In the material below, find the line containing "Target: overcast sky" and the line containing "Target: white trousers", then reproduce exactly both of them and every line between, and nothing else.
-*-*-
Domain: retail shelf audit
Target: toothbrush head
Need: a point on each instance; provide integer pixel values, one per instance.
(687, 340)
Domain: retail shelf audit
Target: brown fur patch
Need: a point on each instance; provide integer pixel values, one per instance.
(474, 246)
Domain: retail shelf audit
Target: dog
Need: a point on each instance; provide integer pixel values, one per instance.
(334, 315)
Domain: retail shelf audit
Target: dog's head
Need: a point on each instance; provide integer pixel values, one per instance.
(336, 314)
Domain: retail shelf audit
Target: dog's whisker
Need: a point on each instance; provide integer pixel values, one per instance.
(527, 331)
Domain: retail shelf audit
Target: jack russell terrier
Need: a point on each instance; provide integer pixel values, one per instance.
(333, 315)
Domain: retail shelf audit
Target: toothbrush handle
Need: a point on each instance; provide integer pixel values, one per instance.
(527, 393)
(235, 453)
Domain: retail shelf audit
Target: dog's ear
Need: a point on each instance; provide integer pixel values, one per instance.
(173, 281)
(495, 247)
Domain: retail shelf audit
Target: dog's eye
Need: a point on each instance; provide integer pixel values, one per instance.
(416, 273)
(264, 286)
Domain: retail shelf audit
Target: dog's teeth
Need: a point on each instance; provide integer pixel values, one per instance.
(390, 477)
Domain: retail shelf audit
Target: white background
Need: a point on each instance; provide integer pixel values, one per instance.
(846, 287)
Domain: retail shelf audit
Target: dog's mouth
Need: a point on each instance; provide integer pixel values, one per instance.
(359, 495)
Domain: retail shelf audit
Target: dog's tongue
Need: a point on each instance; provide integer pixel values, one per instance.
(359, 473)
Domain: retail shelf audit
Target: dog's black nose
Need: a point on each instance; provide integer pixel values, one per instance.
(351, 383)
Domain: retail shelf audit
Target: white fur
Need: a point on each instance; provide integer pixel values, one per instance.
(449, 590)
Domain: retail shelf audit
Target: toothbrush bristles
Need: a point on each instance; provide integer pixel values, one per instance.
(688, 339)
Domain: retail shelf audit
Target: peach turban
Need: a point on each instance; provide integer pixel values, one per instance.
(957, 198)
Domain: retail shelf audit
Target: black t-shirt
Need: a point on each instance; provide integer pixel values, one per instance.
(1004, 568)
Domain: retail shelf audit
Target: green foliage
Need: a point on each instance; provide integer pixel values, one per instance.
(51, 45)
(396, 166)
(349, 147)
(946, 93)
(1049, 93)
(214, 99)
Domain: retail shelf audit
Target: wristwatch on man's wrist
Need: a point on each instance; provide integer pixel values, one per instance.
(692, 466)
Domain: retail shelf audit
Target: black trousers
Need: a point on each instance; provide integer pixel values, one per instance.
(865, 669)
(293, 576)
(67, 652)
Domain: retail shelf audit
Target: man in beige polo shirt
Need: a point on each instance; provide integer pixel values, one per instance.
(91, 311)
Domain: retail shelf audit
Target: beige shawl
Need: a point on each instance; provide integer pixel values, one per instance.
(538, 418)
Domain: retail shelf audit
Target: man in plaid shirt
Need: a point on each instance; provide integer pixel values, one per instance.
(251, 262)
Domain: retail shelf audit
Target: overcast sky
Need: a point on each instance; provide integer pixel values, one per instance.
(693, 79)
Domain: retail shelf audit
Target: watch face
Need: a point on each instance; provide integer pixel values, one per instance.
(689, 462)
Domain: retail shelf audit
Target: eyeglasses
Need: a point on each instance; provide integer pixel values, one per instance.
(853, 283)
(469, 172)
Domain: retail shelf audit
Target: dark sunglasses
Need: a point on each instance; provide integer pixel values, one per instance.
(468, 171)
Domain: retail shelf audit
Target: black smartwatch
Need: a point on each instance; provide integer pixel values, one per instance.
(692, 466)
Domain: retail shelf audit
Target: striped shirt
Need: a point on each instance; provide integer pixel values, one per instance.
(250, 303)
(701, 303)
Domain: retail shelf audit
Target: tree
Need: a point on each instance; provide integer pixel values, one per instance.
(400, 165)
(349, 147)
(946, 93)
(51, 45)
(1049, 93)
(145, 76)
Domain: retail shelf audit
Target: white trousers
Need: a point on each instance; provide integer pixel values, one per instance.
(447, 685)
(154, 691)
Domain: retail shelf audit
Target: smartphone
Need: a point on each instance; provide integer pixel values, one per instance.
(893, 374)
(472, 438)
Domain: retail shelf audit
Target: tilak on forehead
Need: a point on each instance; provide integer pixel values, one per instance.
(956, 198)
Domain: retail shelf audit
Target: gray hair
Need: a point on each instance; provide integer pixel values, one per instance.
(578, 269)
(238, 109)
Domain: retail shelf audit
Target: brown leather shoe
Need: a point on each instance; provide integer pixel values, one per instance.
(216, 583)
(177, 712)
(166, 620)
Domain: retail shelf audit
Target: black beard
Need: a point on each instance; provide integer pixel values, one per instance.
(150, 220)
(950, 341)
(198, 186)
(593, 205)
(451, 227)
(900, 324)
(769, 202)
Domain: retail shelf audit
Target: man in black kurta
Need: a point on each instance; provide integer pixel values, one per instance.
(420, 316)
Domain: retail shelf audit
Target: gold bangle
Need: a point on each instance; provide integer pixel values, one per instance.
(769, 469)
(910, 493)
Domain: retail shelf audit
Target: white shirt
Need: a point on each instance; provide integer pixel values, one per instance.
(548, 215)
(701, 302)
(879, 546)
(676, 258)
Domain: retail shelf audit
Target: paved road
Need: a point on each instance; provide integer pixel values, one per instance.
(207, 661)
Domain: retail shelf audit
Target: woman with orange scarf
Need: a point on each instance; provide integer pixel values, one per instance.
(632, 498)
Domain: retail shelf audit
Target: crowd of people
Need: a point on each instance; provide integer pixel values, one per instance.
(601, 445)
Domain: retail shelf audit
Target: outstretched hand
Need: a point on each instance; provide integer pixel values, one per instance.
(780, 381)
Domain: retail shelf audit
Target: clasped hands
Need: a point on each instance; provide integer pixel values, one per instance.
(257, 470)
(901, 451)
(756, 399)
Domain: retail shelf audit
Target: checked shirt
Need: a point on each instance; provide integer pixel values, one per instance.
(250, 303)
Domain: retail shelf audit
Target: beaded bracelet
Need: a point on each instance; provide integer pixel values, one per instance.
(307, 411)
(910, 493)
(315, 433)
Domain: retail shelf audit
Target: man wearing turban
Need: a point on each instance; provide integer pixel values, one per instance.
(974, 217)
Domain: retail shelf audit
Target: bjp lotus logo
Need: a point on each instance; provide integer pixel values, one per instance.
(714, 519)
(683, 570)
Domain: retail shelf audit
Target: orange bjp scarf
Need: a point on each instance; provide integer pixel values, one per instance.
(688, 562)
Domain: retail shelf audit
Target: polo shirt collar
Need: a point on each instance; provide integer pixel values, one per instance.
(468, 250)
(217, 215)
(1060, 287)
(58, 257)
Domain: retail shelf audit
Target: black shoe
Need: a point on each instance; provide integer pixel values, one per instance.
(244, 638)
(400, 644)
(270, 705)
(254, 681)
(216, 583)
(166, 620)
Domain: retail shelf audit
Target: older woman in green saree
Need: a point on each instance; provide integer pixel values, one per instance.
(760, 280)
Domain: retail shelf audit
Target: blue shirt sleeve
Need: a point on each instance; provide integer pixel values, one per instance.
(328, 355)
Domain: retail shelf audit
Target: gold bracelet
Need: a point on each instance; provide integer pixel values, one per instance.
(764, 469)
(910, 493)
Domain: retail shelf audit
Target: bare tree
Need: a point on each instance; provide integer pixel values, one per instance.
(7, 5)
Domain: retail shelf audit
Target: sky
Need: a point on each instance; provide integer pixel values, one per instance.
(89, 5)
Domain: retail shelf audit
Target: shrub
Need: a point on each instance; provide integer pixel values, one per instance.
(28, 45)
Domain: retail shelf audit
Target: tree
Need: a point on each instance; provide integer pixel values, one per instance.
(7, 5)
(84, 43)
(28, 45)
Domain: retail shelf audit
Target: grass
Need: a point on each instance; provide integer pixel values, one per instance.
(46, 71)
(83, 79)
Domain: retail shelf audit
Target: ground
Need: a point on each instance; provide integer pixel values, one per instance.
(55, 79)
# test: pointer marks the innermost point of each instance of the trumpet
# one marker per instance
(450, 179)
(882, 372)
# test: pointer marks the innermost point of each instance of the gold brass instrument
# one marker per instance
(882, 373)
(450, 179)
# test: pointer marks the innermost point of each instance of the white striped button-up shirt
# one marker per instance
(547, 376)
-*-*-
• _Expected answer_:
Target: overcast sky
Need: a point on each instance; provide integer pixel values, one per instance.
(693, 79)
Domain: retail shelf audit
Target: watch face
Need: a point on each instance; provide integer pixel values, one per instance.
(689, 462)
Domain: retail shelf audit
Target: eyeglasses
Need: a point on each instance; provide integer pixel values, one per instance.
(853, 283)
(469, 172)
Domain: retail shelf audit
Target: dark sunglasses
Need: a point on each instance; provide integer pixel values, one per instance.
(468, 171)
Domain: retail shelf audit
Target: black smartwatch
Need: a point on each instance; provide integer pixel values, one per instance.
(692, 466)
Domain: retail shelf audit
Target: striped shirt
Need: a point on each instance; provide integer pixel values, one per instance.
(250, 303)
(701, 303)
Domain: retail shelf audit
Target: tree
Need: a point on each instance; provide integer pixel values, one per instance.
(400, 165)
(349, 147)
(946, 93)
(51, 45)
(1049, 93)
(145, 76)
Domain: retail shelf audit
Target: white trousers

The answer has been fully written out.